> **RECORDS FOR THE TASK**:
______________________________

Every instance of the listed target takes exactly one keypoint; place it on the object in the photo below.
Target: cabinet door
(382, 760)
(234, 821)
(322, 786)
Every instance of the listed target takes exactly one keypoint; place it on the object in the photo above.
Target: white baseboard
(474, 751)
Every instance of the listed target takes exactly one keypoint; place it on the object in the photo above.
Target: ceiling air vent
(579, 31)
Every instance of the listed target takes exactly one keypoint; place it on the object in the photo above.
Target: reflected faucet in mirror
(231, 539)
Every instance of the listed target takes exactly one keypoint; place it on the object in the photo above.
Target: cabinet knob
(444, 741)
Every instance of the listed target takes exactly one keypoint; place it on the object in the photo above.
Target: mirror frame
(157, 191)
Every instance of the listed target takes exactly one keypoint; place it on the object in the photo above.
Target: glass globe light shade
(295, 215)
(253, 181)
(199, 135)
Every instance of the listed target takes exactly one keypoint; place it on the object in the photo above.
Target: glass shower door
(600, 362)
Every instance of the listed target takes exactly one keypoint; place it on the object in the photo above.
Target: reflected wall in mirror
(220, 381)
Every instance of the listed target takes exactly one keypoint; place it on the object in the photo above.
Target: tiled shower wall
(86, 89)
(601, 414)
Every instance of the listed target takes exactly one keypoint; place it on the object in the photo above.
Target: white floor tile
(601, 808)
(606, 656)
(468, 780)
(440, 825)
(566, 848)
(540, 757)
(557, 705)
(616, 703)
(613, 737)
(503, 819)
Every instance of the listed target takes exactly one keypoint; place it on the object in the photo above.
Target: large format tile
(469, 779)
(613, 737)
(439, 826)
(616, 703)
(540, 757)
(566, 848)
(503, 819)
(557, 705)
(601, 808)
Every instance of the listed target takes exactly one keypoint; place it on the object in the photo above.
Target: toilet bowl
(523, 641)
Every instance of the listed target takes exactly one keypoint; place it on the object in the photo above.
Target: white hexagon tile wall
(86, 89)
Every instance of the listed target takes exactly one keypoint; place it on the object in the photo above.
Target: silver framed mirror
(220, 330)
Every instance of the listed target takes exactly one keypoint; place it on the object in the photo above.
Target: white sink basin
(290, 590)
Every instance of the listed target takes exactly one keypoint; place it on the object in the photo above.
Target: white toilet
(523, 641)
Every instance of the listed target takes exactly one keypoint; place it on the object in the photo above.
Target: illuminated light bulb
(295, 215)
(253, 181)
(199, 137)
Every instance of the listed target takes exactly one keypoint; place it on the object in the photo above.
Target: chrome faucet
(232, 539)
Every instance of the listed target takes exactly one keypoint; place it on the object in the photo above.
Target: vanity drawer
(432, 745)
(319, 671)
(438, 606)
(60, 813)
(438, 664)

______________________________

> **STATED GOAL**: Word for word, quote all of the data above.

> **OUTPUT OF THE EXERCISE**:
Every instance of the listed target takes exactly one keypoint; place it on the object in the photo below.
Target: cabinet door
(382, 760)
(234, 821)
(322, 786)
Every instance of the listed target takes exactly one keypoint; place it on the object in the photo above.
Target: white baseboard
(474, 751)
Every instance of the listed target takes exactly one keypoint; place it on the object in the photo above.
Target: ceiling air vent
(579, 31)
Every instance of the listed target takes exactly one keypoint; place it on the object in the photo above.
Target: reflected faucet in mirror
(231, 539)
Every instance of the listed target takes exactly one keypoint; place it on the object in the photo above.
Target: cabinet knob
(444, 741)
Every instance of the listed target takes exactly one keypoint; place it on the object in the photo above.
Target: mirror frame
(157, 191)
Every instance of the listed target takes exactly one keypoint; place it on the object in the photo above.
Target: glass globe light shade
(295, 215)
(253, 181)
(199, 135)
Every instance of the listed target takes exactly one keypoint; place it on the object in the photo above.
Target: glass shower door
(600, 362)
Every instance of the listed target takes exactly one keypoint; place it on the object in the photo above.
Target: reflected wall in mirror
(220, 381)
Every instance of the listed target takes exactly one keypoint; place it on the object in the photo above.
Target: tiled shower wall
(86, 89)
(601, 414)
Every instance of the listed target takes exactly one keypoint; place it on the object in the photo above.
Target: white floor tile
(601, 808)
(606, 656)
(468, 780)
(440, 825)
(566, 848)
(540, 757)
(557, 705)
(616, 703)
(613, 737)
(503, 819)
Every instance of the listed target takes exactly one keypoint; place it on the object in the photo above.
Target: large format tile
(469, 779)
(613, 737)
(439, 826)
(616, 703)
(540, 757)
(566, 848)
(503, 819)
(557, 705)
(601, 808)
Every instance of the listed target takes exactly one keypoint; place it on the object in the photo above.
Target: toilet bowl
(523, 641)
Every instance of the listed target takes exactly one keypoint; place it on the object in the photo above.
Target: white hexagon tile wall
(86, 89)
Every instance of the listed target takes exactly one keypoint; place it on the object in the photo above.
Target: silver framed mirror
(220, 330)
Every instance of the listed target takes exactly one keypoint; place it on the object in the photo above.
Target: white sink basin
(290, 590)
Every instance of the listed target takes exactly one keypoint; place it on the object in the photo above.
Target: white toilet
(523, 641)
Every instance of the listed target takes exactly one keypoint; place it on the object in the photo above.
Target: illuminated light bulb
(295, 215)
(253, 181)
(199, 137)
Every instance of the listed target takes exactly one keypoint; place it on the object in the photo above.
Target: chrome faucet
(232, 539)
Every instance of the listed target takes exactly one keypoint; place it on the object in the photo above.
Target: vanity drawer
(432, 745)
(319, 671)
(438, 606)
(60, 813)
(438, 664)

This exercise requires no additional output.